• **Goal**: Starting at the line that holds "Target: <item>butterfly body</item>", copy every line exactly through the end of the data, and no others.

• **Records for this exercise**:
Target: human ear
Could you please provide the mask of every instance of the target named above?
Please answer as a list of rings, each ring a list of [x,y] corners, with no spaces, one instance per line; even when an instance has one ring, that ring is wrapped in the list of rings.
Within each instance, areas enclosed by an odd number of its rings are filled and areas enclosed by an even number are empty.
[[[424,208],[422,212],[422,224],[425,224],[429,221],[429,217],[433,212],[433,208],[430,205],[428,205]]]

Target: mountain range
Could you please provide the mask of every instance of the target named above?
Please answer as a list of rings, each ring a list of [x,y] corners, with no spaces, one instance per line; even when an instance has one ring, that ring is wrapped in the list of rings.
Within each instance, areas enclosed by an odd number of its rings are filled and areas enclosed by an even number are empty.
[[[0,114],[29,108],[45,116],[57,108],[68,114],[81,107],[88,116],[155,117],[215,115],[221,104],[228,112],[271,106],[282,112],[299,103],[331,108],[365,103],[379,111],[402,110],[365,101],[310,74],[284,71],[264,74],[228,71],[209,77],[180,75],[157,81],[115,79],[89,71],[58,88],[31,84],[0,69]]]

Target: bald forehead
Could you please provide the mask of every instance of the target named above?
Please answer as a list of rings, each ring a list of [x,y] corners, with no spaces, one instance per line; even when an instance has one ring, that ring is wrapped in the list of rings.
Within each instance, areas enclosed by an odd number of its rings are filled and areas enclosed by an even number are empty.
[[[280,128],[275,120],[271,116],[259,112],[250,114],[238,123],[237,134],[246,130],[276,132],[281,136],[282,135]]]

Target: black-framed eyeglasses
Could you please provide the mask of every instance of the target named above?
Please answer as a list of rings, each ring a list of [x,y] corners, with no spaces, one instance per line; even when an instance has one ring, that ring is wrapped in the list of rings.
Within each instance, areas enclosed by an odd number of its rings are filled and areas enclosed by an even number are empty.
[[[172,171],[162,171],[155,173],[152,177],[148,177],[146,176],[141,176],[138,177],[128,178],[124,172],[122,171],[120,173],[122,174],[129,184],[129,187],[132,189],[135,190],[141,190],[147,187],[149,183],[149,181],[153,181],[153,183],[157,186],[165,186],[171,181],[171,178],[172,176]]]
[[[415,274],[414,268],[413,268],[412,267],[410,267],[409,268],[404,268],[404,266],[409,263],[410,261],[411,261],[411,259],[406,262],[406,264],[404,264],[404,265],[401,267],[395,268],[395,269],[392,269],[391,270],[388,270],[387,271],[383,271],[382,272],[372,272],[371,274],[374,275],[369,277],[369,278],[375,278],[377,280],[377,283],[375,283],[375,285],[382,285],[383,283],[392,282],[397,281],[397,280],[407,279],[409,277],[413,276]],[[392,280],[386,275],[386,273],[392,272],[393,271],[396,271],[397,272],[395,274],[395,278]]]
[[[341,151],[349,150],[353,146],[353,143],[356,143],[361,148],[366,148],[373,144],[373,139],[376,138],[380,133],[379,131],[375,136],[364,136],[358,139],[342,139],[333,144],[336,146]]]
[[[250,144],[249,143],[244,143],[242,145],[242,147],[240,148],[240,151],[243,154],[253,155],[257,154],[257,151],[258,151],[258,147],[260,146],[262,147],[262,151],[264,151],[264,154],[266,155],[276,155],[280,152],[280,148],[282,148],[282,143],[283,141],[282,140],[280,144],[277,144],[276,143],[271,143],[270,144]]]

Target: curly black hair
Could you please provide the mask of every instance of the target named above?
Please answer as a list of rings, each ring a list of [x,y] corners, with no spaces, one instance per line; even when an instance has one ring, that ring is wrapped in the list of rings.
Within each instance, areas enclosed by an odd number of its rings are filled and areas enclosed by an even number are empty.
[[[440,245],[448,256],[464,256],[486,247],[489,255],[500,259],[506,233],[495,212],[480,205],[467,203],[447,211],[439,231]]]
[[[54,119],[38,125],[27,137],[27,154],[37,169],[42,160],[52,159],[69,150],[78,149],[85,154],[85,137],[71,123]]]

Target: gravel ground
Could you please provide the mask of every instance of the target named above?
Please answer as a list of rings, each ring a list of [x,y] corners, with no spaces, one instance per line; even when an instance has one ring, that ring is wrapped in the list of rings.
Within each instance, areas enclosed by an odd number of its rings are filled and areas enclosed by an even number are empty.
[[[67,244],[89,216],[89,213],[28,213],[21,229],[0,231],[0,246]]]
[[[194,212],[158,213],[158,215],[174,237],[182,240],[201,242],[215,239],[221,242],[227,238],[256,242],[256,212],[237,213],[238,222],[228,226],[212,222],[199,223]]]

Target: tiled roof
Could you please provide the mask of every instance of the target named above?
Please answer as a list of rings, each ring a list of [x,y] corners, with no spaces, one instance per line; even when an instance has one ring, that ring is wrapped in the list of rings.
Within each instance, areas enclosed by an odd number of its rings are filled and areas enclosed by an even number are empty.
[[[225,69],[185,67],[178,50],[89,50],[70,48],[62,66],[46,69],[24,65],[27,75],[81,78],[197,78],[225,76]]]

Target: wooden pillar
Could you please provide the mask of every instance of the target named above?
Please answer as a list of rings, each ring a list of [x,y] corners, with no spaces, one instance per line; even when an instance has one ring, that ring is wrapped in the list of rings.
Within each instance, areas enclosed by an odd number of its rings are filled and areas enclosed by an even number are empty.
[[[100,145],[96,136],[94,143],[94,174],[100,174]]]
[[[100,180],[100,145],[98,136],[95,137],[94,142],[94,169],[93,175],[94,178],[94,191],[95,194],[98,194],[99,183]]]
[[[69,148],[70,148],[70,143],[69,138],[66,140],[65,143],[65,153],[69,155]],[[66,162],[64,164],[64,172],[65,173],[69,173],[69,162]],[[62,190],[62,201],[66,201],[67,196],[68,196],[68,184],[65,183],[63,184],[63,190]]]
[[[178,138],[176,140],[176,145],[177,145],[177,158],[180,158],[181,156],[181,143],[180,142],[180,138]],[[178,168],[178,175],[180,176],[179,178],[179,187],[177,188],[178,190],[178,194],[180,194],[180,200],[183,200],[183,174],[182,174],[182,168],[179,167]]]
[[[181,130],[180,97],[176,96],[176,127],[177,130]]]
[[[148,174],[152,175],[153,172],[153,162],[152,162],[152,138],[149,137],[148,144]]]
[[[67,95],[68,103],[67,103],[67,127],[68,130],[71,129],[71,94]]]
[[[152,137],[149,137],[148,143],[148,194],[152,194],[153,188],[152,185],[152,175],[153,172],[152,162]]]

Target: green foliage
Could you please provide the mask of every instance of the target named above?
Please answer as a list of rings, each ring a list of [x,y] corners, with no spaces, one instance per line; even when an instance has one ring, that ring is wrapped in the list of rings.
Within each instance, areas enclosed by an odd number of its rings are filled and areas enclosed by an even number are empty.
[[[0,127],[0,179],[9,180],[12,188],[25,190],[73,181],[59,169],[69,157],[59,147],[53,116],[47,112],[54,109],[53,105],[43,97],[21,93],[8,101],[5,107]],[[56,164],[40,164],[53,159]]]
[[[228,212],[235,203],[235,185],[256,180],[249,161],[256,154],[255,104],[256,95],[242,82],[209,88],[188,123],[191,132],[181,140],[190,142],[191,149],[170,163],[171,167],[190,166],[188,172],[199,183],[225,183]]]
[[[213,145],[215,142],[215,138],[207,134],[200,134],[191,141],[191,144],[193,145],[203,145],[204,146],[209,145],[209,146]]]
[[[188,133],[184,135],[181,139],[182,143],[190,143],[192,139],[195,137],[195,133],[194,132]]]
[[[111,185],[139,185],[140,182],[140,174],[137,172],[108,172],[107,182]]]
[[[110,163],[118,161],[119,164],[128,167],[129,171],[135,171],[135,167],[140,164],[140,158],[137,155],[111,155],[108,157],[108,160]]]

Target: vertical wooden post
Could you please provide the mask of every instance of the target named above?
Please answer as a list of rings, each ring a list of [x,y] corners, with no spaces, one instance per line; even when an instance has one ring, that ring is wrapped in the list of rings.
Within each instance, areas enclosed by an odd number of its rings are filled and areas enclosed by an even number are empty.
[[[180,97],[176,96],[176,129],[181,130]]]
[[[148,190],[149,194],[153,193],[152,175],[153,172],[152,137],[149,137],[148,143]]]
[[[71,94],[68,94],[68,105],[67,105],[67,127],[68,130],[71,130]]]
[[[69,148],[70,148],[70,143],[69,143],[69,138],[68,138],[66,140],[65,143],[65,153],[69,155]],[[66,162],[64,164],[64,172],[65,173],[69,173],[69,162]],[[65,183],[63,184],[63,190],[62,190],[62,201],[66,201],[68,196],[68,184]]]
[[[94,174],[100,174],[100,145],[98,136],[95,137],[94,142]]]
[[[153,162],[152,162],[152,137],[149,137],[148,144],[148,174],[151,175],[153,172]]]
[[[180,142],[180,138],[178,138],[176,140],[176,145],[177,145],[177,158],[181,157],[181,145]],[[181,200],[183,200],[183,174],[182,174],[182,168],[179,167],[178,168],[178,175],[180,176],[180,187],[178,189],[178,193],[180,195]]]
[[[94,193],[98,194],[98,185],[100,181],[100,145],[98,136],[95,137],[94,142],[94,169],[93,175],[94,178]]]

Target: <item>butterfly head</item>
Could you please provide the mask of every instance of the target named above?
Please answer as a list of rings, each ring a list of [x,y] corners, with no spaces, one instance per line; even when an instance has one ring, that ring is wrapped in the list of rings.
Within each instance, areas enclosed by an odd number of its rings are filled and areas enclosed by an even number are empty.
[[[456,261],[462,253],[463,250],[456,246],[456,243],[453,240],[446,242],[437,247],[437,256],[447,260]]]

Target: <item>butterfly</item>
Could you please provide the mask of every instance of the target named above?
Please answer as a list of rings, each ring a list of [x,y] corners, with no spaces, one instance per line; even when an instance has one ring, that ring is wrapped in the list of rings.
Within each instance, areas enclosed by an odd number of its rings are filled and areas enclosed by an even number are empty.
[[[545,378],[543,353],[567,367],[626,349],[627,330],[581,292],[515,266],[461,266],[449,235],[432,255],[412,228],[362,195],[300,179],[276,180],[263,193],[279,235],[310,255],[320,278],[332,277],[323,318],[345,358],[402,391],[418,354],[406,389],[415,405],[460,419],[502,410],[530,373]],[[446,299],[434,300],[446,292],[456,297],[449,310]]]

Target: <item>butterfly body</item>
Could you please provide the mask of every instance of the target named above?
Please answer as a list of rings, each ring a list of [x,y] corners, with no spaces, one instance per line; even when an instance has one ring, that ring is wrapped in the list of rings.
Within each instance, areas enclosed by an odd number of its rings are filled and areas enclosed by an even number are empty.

• **Output of the task**:
Target: <item>butterfly body</item>
Could you please provide the mask of every instance of the target named above?
Please answer as a list of rings, each ring a list of [x,y] corners, with no spaces, one instance per line; even when an instance has one ring, that ring is wrapped in the list of rings.
Within each instance, areas enclosed by an odd number of its rings are filled and areas enclosed by an even number are empty.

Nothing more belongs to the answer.